DATA SUPPLIED>

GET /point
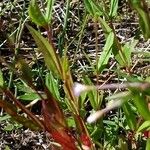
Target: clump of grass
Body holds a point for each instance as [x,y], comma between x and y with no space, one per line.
[131,97]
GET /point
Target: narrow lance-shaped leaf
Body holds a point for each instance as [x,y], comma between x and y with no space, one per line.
[145,126]
[147,144]
[49,8]
[24,69]
[103,60]
[93,8]
[52,60]
[144,17]
[130,116]
[142,105]
[36,15]
[12,111]
[1,79]
[113,8]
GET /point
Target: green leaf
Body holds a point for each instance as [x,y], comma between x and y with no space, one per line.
[144,17]
[1,79]
[147,144]
[93,8]
[9,127]
[24,69]
[36,15]
[141,104]
[49,8]
[52,85]
[51,58]
[95,99]
[103,60]
[5,117]
[12,111]
[145,125]
[29,97]
[113,8]
[130,116]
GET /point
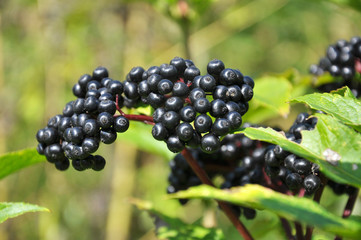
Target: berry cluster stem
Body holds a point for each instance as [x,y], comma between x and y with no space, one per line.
[202,175]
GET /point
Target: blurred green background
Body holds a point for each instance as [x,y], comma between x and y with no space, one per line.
[46,45]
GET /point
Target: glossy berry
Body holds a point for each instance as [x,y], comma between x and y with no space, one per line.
[210,143]
[185,131]
[203,123]
[160,132]
[121,124]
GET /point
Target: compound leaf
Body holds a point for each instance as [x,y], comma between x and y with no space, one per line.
[10,209]
[332,145]
[292,208]
[174,229]
[340,104]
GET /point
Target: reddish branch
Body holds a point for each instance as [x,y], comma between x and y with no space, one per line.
[202,175]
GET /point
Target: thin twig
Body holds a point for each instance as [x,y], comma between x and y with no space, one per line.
[286,226]
[202,175]
[299,231]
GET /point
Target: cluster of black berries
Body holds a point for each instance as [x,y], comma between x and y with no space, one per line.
[85,122]
[292,170]
[190,109]
[239,160]
[342,60]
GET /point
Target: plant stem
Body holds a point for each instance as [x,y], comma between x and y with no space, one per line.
[349,207]
[286,226]
[316,198]
[202,175]
[299,231]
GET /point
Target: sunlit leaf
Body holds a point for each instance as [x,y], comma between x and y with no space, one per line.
[292,208]
[332,145]
[10,210]
[13,161]
[174,229]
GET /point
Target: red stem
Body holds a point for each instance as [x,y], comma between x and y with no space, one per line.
[202,175]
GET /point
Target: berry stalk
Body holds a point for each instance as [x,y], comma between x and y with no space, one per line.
[202,175]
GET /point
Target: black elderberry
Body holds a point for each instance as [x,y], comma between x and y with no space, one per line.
[91,127]
[90,145]
[105,120]
[185,131]
[78,91]
[294,181]
[173,104]
[203,123]
[228,77]
[195,94]
[180,89]
[221,127]
[108,136]
[156,100]
[215,67]
[170,120]
[99,73]
[187,114]
[107,106]
[143,88]
[190,73]
[218,108]
[91,104]
[160,132]
[202,105]
[311,183]
[136,74]
[165,86]
[207,83]
[210,143]
[121,124]
[174,144]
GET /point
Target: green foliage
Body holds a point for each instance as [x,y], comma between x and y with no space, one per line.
[273,93]
[10,210]
[292,208]
[140,135]
[14,161]
[341,104]
[174,229]
[332,145]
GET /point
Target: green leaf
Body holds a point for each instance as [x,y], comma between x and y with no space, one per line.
[11,162]
[292,208]
[271,97]
[174,229]
[339,104]
[344,91]
[332,145]
[140,135]
[10,210]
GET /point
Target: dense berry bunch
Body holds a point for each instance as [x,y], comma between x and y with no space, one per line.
[239,160]
[342,60]
[85,123]
[192,109]
[295,172]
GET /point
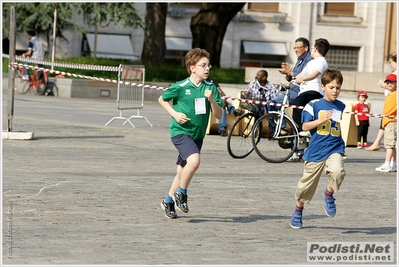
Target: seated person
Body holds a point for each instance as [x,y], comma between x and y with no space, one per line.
[222,125]
[261,89]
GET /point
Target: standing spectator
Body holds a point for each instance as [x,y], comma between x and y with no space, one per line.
[326,147]
[222,124]
[35,50]
[389,125]
[362,119]
[310,84]
[301,49]
[189,103]
[261,89]
[376,144]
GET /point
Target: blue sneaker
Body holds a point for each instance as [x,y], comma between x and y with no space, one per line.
[296,221]
[330,207]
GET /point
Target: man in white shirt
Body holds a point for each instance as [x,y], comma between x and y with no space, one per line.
[310,79]
[35,50]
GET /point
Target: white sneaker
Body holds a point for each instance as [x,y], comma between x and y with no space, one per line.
[305,134]
[383,168]
[393,168]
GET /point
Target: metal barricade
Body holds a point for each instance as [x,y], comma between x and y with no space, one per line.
[130,92]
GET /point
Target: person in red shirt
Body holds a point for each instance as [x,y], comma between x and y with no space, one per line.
[362,119]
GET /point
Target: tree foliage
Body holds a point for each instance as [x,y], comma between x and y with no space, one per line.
[209,26]
[154,35]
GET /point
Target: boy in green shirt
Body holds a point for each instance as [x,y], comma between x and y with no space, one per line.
[189,103]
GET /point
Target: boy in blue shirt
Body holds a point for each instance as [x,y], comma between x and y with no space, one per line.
[189,103]
[326,147]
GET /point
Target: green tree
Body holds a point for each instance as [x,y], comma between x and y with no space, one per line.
[40,18]
[209,26]
[103,14]
[154,35]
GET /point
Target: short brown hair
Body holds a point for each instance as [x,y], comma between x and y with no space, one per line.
[195,55]
[331,74]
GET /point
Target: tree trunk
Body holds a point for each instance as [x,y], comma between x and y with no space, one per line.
[209,26]
[154,36]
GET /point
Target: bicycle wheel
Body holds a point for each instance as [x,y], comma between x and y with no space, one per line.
[40,83]
[276,147]
[239,142]
[21,86]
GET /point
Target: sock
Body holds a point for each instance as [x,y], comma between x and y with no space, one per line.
[168,199]
[298,209]
[181,190]
[327,193]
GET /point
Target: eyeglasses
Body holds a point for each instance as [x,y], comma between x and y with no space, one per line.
[204,66]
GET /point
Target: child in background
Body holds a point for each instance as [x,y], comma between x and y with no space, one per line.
[326,147]
[362,119]
[189,103]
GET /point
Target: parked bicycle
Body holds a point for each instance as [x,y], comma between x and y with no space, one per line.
[239,142]
[274,136]
[37,82]
[279,137]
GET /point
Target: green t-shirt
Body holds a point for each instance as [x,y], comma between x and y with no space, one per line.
[184,94]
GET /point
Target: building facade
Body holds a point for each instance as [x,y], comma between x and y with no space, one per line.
[362,35]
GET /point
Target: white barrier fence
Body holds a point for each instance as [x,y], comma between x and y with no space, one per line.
[130,97]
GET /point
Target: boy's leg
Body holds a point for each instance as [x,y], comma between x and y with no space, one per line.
[222,124]
[187,174]
[188,162]
[336,174]
[307,185]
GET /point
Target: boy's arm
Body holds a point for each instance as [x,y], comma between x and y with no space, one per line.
[216,109]
[356,116]
[181,118]
[307,126]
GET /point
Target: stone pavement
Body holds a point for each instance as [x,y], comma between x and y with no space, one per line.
[82,193]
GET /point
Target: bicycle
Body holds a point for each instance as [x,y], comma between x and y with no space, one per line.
[278,136]
[37,82]
[239,143]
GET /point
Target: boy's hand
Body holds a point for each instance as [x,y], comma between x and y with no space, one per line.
[181,118]
[327,115]
[208,94]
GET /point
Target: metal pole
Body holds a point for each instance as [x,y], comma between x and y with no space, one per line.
[54,34]
[11,72]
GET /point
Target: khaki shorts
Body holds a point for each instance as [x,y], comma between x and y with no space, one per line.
[390,135]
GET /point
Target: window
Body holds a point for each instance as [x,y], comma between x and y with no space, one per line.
[263,7]
[176,49]
[347,9]
[118,46]
[262,54]
[343,57]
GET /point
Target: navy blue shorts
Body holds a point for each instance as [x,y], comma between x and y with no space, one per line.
[186,147]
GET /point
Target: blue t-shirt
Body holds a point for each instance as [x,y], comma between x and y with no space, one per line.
[299,66]
[184,95]
[326,138]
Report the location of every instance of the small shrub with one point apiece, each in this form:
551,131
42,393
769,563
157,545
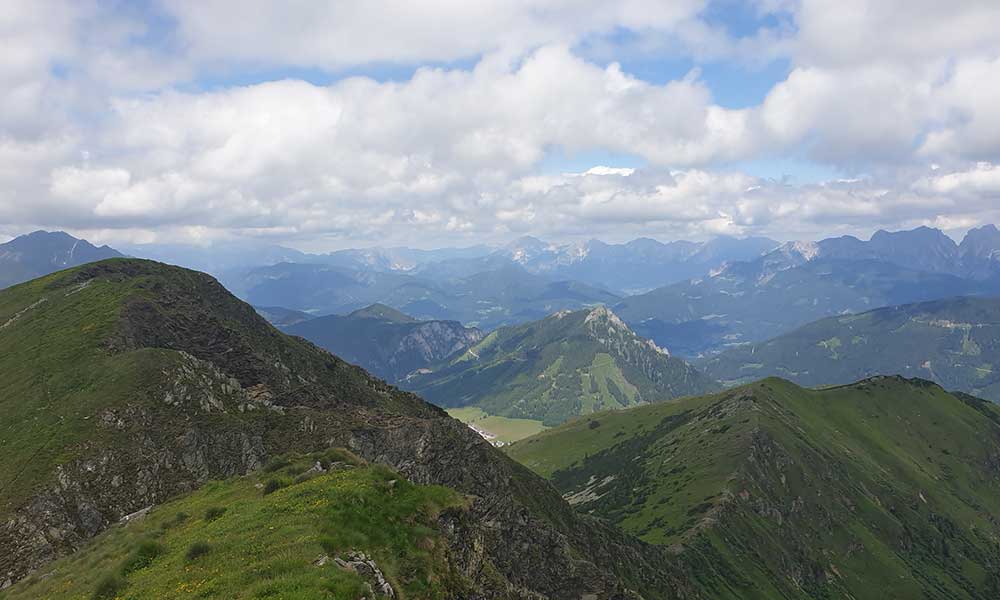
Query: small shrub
175,521
197,550
214,512
274,485
108,587
276,464
305,477
341,455
142,556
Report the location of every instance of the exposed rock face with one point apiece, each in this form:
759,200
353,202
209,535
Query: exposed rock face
434,341
233,391
42,252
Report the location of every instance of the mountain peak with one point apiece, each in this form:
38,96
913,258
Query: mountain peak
383,313
42,252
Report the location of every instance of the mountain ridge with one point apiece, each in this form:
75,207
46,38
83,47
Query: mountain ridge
883,488
163,380
570,363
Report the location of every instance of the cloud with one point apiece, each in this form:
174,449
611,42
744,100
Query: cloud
102,131
351,32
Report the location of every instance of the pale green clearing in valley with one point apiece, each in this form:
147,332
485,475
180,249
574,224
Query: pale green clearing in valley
505,429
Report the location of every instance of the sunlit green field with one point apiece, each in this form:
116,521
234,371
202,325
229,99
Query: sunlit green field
264,535
507,430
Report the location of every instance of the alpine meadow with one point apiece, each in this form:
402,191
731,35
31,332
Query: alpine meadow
500,300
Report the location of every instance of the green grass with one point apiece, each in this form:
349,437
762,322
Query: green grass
267,545
560,367
886,480
506,429
57,376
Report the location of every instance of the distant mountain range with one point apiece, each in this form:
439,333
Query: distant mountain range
798,283
568,364
386,342
42,252
147,402
129,384
887,488
485,300
920,249
639,265
955,342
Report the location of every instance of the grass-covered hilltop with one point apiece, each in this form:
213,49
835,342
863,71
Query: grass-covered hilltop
291,530
128,384
887,488
568,364
955,342
161,440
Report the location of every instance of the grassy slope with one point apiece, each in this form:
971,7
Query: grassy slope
557,368
56,376
955,342
265,545
88,378
884,489
60,374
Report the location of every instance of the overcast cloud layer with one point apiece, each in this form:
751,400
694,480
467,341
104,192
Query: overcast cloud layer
217,119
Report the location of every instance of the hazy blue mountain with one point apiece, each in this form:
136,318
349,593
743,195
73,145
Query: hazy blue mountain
282,317
486,299
750,302
568,364
980,252
920,249
42,252
955,342
639,265
887,488
386,342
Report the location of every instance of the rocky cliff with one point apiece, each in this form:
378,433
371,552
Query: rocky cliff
129,382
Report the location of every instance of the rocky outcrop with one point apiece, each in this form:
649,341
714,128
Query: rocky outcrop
230,391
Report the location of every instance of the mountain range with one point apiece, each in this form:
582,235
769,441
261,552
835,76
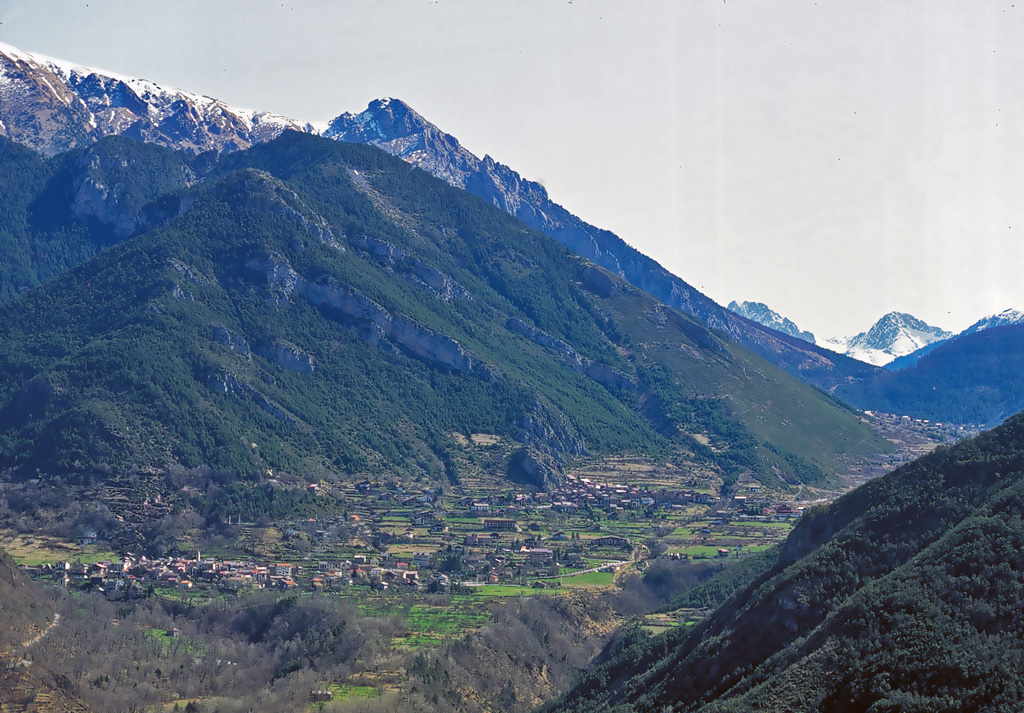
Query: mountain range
896,334
765,316
52,106
902,595
312,307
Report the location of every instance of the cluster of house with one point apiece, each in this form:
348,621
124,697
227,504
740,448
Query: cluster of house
183,573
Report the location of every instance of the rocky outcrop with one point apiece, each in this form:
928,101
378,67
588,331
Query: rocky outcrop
547,429
443,287
374,322
604,375
549,438
225,382
100,192
232,341
34,399
380,325
393,126
287,357
54,106
282,281
259,191
598,281
537,470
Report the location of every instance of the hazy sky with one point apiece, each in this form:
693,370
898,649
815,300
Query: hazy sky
836,160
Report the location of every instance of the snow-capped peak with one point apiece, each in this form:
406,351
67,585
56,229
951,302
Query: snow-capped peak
894,335
1007,317
107,102
763,315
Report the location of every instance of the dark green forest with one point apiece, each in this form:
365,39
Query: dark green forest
299,308
902,595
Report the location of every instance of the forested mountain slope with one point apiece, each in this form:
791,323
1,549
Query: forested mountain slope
903,595
322,308
973,378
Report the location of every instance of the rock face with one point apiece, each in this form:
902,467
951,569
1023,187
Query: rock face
443,287
232,341
548,436
374,322
288,357
227,382
765,316
53,106
602,374
393,126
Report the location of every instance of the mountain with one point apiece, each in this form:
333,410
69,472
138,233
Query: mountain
314,308
765,316
52,106
1007,317
57,212
902,595
971,379
894,335
393,126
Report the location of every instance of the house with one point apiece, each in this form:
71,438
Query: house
540,555
610,541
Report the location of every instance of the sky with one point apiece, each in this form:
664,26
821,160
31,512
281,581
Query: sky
835,160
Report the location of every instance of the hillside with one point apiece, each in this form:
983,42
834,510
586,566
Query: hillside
320,309
393,126
973,378
901,595
57,212
54,106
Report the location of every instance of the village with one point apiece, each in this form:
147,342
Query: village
393,538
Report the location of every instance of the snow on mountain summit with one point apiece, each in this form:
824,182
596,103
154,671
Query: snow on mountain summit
765,316
894,335
51,106
1007,317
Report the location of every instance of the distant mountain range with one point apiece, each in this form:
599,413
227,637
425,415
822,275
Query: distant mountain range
902,595
348,316
765,316
896,334
53,106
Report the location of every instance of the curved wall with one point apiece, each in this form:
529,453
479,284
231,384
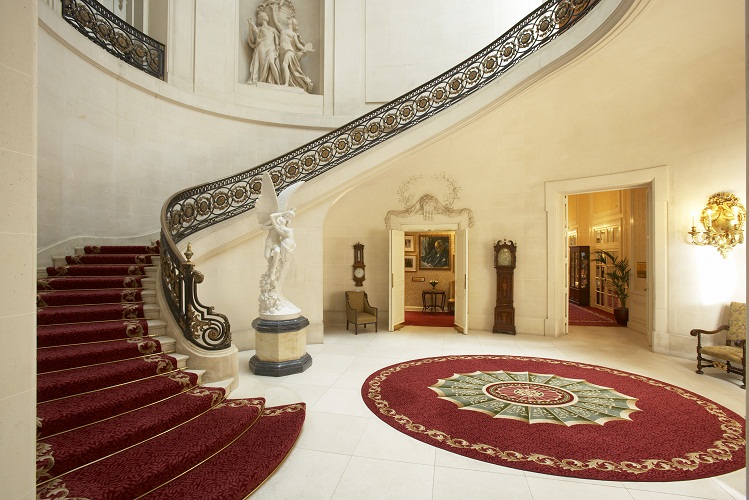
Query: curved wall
645,96
102,121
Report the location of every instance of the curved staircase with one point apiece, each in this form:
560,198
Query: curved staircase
118,414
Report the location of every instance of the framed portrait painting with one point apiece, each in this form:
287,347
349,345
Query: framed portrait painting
408,243
435,252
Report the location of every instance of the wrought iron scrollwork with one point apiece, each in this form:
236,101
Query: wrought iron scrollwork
199,323
115,36
199,207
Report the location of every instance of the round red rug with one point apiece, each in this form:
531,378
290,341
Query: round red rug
558,417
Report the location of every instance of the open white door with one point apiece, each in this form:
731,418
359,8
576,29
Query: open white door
461,281
566,326
397,302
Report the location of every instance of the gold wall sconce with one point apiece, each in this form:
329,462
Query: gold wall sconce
723,219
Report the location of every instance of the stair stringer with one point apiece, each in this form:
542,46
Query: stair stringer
219,366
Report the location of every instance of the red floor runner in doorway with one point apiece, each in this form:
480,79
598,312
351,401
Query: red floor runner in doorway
589,316
417,318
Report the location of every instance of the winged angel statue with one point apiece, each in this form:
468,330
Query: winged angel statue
274,217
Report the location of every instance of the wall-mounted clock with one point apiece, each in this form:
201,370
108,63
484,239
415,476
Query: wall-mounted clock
359,264
504,263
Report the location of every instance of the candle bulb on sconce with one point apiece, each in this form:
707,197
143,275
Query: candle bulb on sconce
723,219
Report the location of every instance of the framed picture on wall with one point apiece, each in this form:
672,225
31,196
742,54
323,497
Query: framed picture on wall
435,252
410,262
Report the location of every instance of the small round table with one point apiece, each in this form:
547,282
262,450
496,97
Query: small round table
433,299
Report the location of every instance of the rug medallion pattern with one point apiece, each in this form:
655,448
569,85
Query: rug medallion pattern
535,398
642,429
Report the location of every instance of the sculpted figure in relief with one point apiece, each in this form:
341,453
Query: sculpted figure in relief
274,217
288,50
263,39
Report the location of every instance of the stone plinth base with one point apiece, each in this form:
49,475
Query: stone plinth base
280,347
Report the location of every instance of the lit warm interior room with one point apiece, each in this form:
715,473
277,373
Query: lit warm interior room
348,249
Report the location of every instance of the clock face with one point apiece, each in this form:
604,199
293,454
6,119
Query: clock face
504,258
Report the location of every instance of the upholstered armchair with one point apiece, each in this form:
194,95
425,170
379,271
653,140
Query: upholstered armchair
358,311
732,356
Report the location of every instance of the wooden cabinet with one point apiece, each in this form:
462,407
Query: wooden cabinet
580,275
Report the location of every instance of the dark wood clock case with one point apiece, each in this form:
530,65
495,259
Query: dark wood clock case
504,310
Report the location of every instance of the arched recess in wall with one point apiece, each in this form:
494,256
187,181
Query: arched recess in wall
308,16
656,179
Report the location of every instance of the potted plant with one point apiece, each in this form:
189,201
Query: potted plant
617,271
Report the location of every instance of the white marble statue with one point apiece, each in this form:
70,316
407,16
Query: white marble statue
274,217
277,47
263,39
291,50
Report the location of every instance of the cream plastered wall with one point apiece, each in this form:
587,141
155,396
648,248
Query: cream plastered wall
594,116
679,102
18,160
115,143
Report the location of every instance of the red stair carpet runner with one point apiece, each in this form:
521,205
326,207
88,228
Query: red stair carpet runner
118,415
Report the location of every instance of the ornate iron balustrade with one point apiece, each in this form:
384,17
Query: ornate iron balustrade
115,36
199,207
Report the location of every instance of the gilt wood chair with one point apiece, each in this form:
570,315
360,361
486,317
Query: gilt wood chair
730,357
358,311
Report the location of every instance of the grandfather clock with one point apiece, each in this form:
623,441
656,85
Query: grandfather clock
504,263
359,264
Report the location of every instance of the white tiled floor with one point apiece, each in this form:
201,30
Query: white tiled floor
345,452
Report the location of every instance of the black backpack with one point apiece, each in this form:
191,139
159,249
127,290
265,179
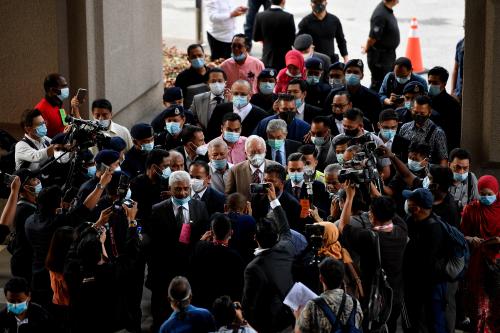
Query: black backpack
381,295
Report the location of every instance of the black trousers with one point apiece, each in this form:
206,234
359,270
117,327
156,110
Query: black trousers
380,63
218,49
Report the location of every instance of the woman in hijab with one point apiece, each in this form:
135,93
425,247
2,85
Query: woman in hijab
481,227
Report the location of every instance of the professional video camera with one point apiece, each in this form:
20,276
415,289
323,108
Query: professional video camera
314,234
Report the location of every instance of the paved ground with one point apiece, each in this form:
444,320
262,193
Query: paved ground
440,25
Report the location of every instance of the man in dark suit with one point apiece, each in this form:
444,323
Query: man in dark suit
268,278
297,186
278,146
200,189
250,114
276,174
175,226
275,28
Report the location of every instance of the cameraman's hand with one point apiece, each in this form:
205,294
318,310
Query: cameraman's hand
104,217
130,212
271,192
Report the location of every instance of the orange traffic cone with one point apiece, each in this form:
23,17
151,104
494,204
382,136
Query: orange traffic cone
413,50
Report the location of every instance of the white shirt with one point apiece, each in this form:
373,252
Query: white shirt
220,23
243,112
185,210
25,153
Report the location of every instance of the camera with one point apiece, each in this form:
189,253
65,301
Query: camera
256,188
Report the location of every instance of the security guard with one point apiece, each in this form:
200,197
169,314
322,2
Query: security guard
382,41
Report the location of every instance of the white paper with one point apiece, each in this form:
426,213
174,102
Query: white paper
298,296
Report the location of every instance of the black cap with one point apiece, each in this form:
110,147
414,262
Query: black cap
172,94
302,42
421,196
314,63
141,131
414,87
355,63
268,73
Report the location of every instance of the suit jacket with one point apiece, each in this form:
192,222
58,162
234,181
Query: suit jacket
276,29
240,177
247,126
268,279
214,200
166,256
291,146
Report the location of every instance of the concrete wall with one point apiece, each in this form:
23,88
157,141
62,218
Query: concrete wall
111,47
481,116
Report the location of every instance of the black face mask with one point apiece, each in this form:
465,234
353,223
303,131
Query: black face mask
419,119
287,116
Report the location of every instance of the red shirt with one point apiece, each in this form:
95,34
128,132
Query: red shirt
52,117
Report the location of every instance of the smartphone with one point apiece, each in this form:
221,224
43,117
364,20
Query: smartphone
81,94
256,188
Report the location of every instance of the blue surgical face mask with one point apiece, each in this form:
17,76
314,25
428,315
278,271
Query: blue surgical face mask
41,130
460,177
240,101
275,144
64,94
352,79
219,164
388,133
403,80
414,165
17,308
434,90
91,170
312,79
173,127
240,57
296,177
487,200
147,146
231,137
197,63
180,202
267,88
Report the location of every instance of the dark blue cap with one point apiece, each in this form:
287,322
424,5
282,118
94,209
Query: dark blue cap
141,131
314,63
355,63
107,157
414,87
268,73
172,94
421,196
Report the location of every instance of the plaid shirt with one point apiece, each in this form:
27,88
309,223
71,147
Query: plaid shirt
313,319
437,141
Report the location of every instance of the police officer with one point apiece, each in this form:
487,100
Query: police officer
382,41
135,159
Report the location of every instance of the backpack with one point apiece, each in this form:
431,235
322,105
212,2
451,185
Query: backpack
456,260
337,326
381,295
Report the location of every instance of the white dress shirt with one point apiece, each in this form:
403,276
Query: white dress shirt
220,23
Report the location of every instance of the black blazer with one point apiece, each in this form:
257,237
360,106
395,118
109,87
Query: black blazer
268,279
166,256
276,29
214,200
291,146
247,126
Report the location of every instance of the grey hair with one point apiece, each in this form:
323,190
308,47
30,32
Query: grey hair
277,125
217,142
252,138
179,176
332,168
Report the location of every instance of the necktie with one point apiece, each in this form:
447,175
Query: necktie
180,216
256,176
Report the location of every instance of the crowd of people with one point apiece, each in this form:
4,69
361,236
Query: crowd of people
258,174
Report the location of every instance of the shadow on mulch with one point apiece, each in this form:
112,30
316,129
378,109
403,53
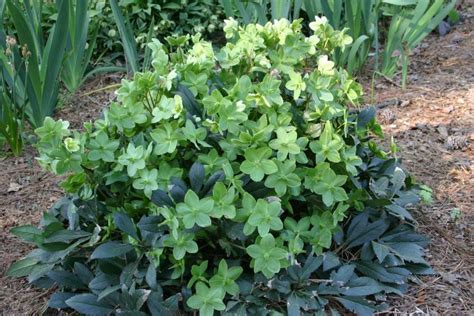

WHAT THE EXERCISE ASKS>
The expected output is the exact run of lines from the first line of the material above through the line that contains "Target: narrow lance-shaped leaf", minus any pictures.

TASK OUTPUT>
GET /point
Target: clump of grass
Body holds a point for each instance as [x,y], comma between x and y with no space, one per line.
[131,97]
GET /point
Target: narrow lance-shaped leaf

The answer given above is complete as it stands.